James P. Blair (born April 14, 1931, Philadelphia ) is an American photographer. His work has been published in National Geographic Magazine  and elsewhere.

James P. Blair prepared for a photographic future by studying with Harry Callahan and Aaron Siskind at the Institute of Design at the Illinois Institute of Technology in Chicago. Following graduation, he photographed at the Pittsburgh Photographic Library for Roy E. Stryker, the director of the Farm Security Administration’s photographic-documentation project of the 1930s. For two years, he served as a Lieutenant (j.g) in the U.S. Navy, spending part of that time assisting refugees from North Vietnam.

Upon his return in 1958, he joined WIIC-TV, an NBC station in Pittsburgh, as a reporter and film photographer. As a freelance photographer, Blair also had commissions from the U.S. Information Agency, Time, Life, and National Geographic magazines. He put together a one-person show at the Carnegie Museum of Art in Pittsburgh and co-authored the book Listen With The Eye with poet Samuel Hazo.

Success with the National Geographic assignments brought him to the staff in 1962, where he happily spent over thirty years; by 1994 he had accumulated 46 articles and over 2,000 pictures. His coverage took him to Yugoslavia, Czechoslovakia, Ethiopia, West Africa, Iran, Greece and across the United States. He covered agriculture, coal, astronomy, and the uses of photography in science, among other subjects. In 1983 he photographed Our Threatened Inheritance, the National Geographic Society’s benchmark book on the U.S. federal lands. His final article for the Magazine, published in 1994, dealt with the first foreign sailing voyage down the Volga River in Russia.

═══

Directives |
(1) In the biography of James P. Blair, in what year did he join the National Geographic staff?
(2) Using the biography of James P. Blair, list every country or region named as a place his National Geographic coverage took him.
None of the material is required here.

Source excerpt |
═══

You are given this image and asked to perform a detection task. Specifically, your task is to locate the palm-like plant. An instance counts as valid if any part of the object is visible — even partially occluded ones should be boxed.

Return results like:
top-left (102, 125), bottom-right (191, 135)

═══

Responses per task |
(1) 1962

(2) Yugoslavia, Czechoslovakia, Ethiopia, West Africa, Iran, Greece, the United States